# WHAT YOU WILL DO
Please write the listing below out again exactly, leaving every picture behind.

Object position labeling entries:
▼
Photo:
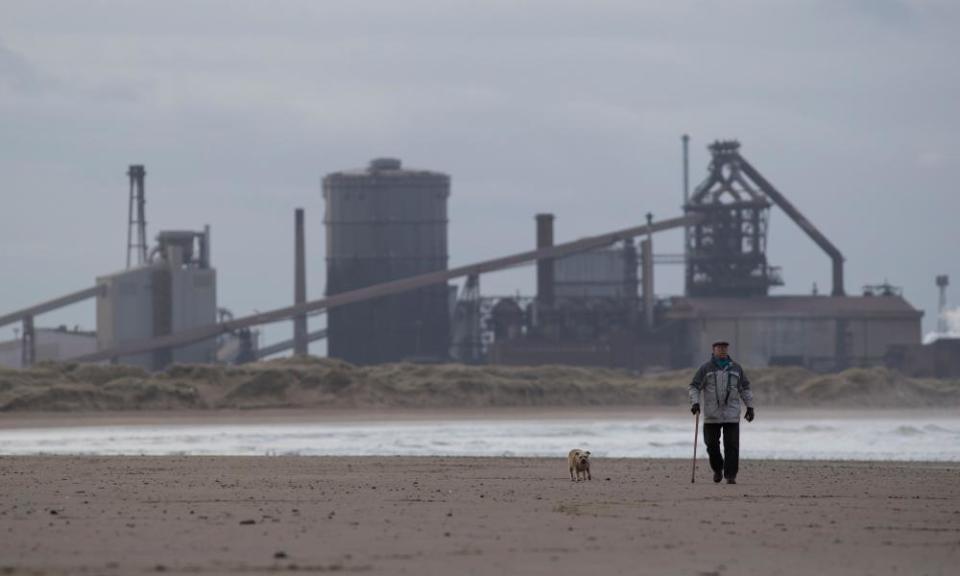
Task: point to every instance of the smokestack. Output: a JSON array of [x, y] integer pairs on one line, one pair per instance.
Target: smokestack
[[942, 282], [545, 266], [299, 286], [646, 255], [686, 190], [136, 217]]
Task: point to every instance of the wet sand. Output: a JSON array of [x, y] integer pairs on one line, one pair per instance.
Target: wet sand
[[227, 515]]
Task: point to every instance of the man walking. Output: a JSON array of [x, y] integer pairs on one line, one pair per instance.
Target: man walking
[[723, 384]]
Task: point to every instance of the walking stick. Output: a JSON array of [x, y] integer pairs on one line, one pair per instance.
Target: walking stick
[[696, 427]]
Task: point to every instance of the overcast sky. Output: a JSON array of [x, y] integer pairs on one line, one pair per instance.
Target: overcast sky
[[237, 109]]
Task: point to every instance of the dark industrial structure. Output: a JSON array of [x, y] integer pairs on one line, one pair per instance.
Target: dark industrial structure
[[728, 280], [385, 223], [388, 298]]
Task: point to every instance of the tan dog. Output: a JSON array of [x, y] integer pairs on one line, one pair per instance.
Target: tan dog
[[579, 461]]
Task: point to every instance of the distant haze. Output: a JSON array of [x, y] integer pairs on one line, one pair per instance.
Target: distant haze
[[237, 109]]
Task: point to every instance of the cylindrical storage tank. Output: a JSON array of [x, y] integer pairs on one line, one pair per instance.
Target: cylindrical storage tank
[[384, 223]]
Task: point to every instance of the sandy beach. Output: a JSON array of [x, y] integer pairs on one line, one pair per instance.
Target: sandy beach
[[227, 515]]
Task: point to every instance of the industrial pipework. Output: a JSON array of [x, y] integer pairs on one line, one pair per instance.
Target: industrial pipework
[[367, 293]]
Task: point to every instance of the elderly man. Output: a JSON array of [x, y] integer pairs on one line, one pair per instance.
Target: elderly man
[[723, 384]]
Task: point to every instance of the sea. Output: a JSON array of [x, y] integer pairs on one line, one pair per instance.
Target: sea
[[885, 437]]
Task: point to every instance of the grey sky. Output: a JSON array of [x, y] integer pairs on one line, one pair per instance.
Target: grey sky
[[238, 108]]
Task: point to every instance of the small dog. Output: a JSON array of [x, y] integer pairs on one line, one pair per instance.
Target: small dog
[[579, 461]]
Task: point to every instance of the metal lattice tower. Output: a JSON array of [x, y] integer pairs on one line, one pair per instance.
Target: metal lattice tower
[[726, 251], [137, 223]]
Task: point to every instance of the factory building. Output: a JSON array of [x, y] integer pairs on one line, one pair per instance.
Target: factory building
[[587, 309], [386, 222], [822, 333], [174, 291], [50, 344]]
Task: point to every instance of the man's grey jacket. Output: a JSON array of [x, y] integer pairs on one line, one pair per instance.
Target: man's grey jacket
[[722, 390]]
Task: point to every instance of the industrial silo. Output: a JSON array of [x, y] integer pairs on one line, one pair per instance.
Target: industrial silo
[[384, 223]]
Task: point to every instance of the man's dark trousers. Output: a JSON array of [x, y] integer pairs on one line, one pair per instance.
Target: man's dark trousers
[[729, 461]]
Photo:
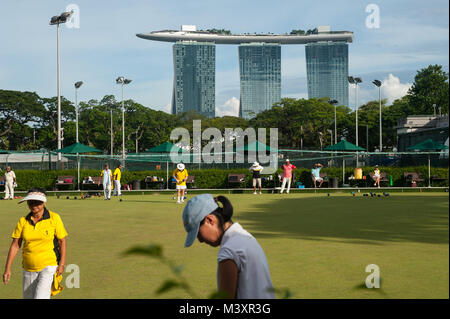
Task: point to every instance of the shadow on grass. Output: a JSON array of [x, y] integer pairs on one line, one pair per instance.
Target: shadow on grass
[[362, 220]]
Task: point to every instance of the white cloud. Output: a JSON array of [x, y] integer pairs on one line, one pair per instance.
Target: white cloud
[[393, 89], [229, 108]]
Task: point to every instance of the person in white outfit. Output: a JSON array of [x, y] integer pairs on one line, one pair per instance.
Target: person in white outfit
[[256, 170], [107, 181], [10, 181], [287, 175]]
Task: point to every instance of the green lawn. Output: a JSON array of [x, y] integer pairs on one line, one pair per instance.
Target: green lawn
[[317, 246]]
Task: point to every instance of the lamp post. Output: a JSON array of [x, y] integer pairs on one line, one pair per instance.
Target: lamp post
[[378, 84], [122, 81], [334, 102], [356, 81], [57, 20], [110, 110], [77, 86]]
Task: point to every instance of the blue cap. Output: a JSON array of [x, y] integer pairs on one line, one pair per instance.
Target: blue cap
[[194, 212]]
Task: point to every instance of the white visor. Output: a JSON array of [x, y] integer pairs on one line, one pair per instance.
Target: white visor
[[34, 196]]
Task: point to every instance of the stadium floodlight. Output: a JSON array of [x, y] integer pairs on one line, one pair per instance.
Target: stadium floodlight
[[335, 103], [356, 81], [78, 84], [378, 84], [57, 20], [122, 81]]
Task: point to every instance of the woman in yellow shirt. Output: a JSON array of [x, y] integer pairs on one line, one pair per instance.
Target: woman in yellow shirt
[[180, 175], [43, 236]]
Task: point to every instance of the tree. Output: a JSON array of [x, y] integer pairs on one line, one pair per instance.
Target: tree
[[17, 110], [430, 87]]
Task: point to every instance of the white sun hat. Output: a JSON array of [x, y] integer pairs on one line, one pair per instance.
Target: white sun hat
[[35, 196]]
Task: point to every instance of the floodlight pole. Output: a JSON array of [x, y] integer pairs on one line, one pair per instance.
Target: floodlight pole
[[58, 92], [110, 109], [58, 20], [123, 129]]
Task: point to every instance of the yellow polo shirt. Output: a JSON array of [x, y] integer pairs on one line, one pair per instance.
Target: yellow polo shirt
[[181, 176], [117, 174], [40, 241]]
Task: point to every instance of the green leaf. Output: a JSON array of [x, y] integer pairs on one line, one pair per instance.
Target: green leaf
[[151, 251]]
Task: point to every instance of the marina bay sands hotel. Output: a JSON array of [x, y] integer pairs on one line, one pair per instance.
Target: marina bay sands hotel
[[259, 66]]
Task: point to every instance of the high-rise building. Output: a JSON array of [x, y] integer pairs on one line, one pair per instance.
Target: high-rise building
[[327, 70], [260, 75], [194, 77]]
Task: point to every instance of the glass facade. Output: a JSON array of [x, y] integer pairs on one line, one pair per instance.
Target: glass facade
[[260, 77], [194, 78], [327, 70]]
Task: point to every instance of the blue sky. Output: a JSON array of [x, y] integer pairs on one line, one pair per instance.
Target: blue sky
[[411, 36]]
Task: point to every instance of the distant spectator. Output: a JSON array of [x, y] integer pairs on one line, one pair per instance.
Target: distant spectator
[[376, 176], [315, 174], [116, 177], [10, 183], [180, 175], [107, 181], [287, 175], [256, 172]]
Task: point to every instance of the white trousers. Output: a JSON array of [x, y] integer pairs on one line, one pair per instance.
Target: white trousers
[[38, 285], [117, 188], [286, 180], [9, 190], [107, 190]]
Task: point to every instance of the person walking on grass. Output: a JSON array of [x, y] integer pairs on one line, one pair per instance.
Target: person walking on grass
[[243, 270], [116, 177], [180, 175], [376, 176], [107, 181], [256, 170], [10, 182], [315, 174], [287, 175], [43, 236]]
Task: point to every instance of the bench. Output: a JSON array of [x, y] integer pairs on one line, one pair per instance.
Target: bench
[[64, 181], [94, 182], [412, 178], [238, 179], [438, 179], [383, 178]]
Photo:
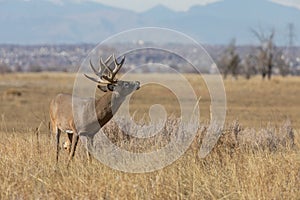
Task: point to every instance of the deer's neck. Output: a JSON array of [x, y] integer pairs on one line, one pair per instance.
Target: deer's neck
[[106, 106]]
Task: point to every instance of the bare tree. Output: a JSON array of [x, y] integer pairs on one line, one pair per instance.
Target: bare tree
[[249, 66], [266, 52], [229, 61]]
▲
# RESULT OF THIS TASK
Photo:
Task: point to every instance of the smokestack. Output: a JSON array of [x, y] integer pairs on one line, one pair per instance.
Target: smokestack
[[942, 282], [545, 266], [299, 286], [646, 255], [686, 190], [136, 217]]
Task: point to every instance of the wet sand. Output: a JSON array of [x, y] integer pairs on one line, one pair per instance.
Target: wet sand
[[227, 515]]
Task: point to every instance of the man walking. Output: a JSON array of [x, y] integer pairs on one line, one pair per instance.
Target: man walking
[[723, 384]]
Task: point to every instance of the walking stick. Output: a JSON array of [x, y] integer pairs on one line, one pair per instance.
Target: walking stick
[[696, 427]]
Task: point to every instance of the overcast sky. Output: a JSON array of [x, y] integer pairs on one line, one pair per instance.
Target: overcast sky
[[237, 109]]
Task: point to every instance of the dark industrial structure. Output: a JSON array of [x, y] integer pairs on one line, one pair per instance.
Target: dark industrial structure
[[728, 280], [385, 223], [388, 298]]
Task: point to every instance of the tan dog. Output: a JSON array of [x, y] integer pairs on one line, one pair per instance.
Target: tan dog
[[579, 461]]
Task: point to every instance of the distant haze. Output: a JSON array of [x, y] integer pairs on one line, one pair per instance.
Target: distant haze
[[237, 109]]
Task: point to every instance of the cylindrical storage tank. Output: a JSON array of [x, y] integer pairs on one line, one pair per instance.
Target: cylindrical storage tank
[[384, 223]]
Task: point to every instance of the sandy beach. Output: a JSON array of [x, y] integer pairs on one line, one pair per instance.
Target: sandy beach
[[227, 515]]
Task: point to every instance of the industrial pipework. Output: a JSON array of [x, y] integer pairs on one line, one pair per instance.
Target: industrial pipework
[[367, 293]]
Task: point to every instance of the elderly man. Output: a JSON array of [x, y] integer pairs on one line, one pair per instance.
Target: elderly man
[[723, 384]]
Task: point to every instance of the sea. Output: a JSON array of [x, y] integer pairs on one line, one pair per instance.
Target: sea
[[885, 437]]
Task: point to every instance of the grey sky. Output: a JSON array of [x, y] integer pairs on one line, one pair per instance.
Target: grey sky
[[238, 108]]
Task: point to every instance of the small dog. Output: a JSON array of [x, y] integer pairs on one line, one pair per instance.
Target: small dog
[[579, 461]]
Task: point to every instance of the metal lattice tower. Output: a JSON array of [x, y] integer pairs on one line, one pair per instance.
Target: metal lattice tower
[[726, 251], [137, 223]]
Task: point to every instance of the factory building. Output: a JSON array of [x, y] integer pairs on one line, one pair per instance.
Target: factory building
[[587, 309], [386, 222], [822, 333], [174, 291], [50, 344]]
Task: point to every instance of the man's grey jacket. Output: a JSON array of [x, y] integer pairs on one line, one pair per instance.
Target: man's grey jacket
[[722, 390]]
Task: point to every instance of the industrial silo. Output: a JSON array of [x, y] integer pairs on one line, one pair per instance.
Target: industrial silo
[[384, 223]]
Task: point to every instance of the man's dark trousers. Output: a JSON array of [x, y] integer pairs on one line, one pair per instance.
Target: man's dark trousers
[[729, 461]]
Photo:
Task: point to every instance of the shadow on grass. Output: a JSON array of [x, y] integer pairs on one line, one pair per instance.
Target: shadow on grass
[[362, 220]]
Task: point to every instance of the white cloud. Output: a JSON array of [x, y] integer pairs on one line, one pair per instance.
Target: white cloud
[[393, 89], [229, 108]]
Task: point to every instance of the person in white outfit. Output: a JSON array of [x, y] integer pairs on one line, one pair per instance.
Target: person in white outfit
[[256, 170], [107, 181], [10, 181], [287, 175]]
Task: point to every instance of the green lawn. Output: a JSON array of [x, y] integer pairs on one line, one pair per instance.
Target: green lawn
[[317, 246]]
Task: point to every instance of the lamp post. Output: a JSON array of [x, y] integer pairs on one line, one pair per instance.
Target: lamp post
[[378, 84], [122, 81], [334, 102], [356, 81], [57, 20], [110, 110], [77, 86]]
Task: point to every instance of the blue cap. Output: a JSON array of [x, y] integer pairs on one line, one pair per instance.
Target: blue cap
[[194, 212]]
Task: point to every instance of the white visor. Output: a JSON array of [x, y] integer pairs on one line, one pair per instance.
Target: white visor
[[34, 196]]
Task: point to every instance of the stadium floodlight. Output: a JSON array of [x, y] integer pairs on one line, one pair per instance.
Target: stadium floodlight
[[335, 103], [356, 81], [78, 84], [378, 84], [57, 20], [122, 81]]
Task: point to every instance of the woman in yellow shirt. Output: a JSON array of [x, y] integer pairs on one line, one pair per instance.
Target: woman in yellow shirt
[[180, 175], [43, 236]]
Task: point to every instance of the tree. Output: a JSON array of [x, y] integer pairs on one line, one pair per instance.
Target: tree
[[17, 110], [430, 87]]
Task: point to every instance of the white sun hat. Output: a JSON array of [x, y] integer pairs on one line, one pair per instance.
Target: white sun hat
[[35, 196]]
Task: point to every instance of the floodlight pole. Output: a JSON array of [x, y] integer pairs on one line, one pair per instance.
Target: floodlight pole
[[58, 92], [110, 109], [58, 20], [123, 129]]
Task: point to every instance of the yellow polo shirt. Output: a JSON array of [x, y] integer pairs on one line, one pair per instance.
Target: yellow polo shirt
[[181, 176], [117, 174], [40, 241]]
Task: point to every instance of the green leaf. Output: a JSON array of [x, y] integer pairs on one line, one pair per instance.
Target: green leaf
[[151, 251]]
Task: point to every instance of the marina bay sands hotel. Output: a JSON array of [x, y] integer pairs on one line, one pair per instance.
Target: marina bay sands hotel
[[259, 66]]
Task: point to every instance of the high-rise building. Output: a JSON array of [x, y] integer pairs on one line, one pair per instance.
Target: high-rise building
[[327, 70], [260, 75], [194, 77]]
Task: point to every instance of the glass facade. Output: a JSON array of [x, y] integer pairs on one line, one pair per instance.
Target: glass facade
[[260, 77], [194, 78], [327, 70]]
Task: point to every instance of the blue sky. Output: a JSON array of [x, y] integer pairs on one line, one pair per instance.
Target: blue sky
[[411, 36]]
Task: point to every instance of the distant spectator. Output: a JSON array of [x, y] integer pairs on one line, one pair per instance.
Target: distant spectator
[[376, 176], [315, 174], [116, 177], [10, 183], [180, 175], [107, 181], [287, 175], [256, 172]]
Task: point to every instance of the white trousers. Output: a JSON array of [x, y] integer pairs on one line, one pair per instance.
Target: white trousers
[[38, 285], [117, 188], [286, 180], [9, 190], [107, 190]]
Task: point to every instance of the person walking on grass. Output: a JSON array of [x, y] integer pairs on one line, one pair per instance.
Target: person walking on grass
[[243, 270], [116, 177], [180, 175], [376, 176], [107, 181], [256, 170], [10, 182], [315, 174], [287, 175], [43, 236]]
Task: point to every instance of the bench. Output: a JSON array of [x, y] integer pairs on one line, one pair per instance.
Target: bench
[[64, 181], [94, 182], [412, 178], [238, 179], [438, 179], [383, 178]]
Photo:
Task: point to every instance of the deer's neck. Output: a JSON array of [x, y] integer pairs on one line, one pair per instance.
Target: deer's neck
[[106, 106]]
Task: point to every instance of the bare tree. Output: a JSON array of [x, y] integer pairs on one line, one pair per instance.
Target: bare tree
[[249, 66], [266, 52], [229, 61]]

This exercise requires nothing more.